Copy the data below word for word, but leave out the pictures.

+++

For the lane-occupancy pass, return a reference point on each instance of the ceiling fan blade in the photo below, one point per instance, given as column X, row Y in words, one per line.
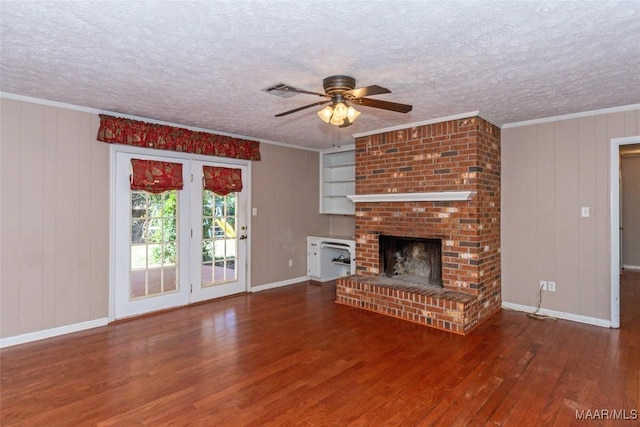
column 286, row 88
column 385, row 105
column 302, row 108
column 367, row 91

+++

**SOLUTION TO THE PROBLEM:**
For the lane-occupancy pass, return a reference point on each instance of the ceiling fan blade in the photo below, one point per instance, given as column X, row Y in words, one per line.
column 286, row 88
column 385, row 105
column 302, row 108
column 367, row 91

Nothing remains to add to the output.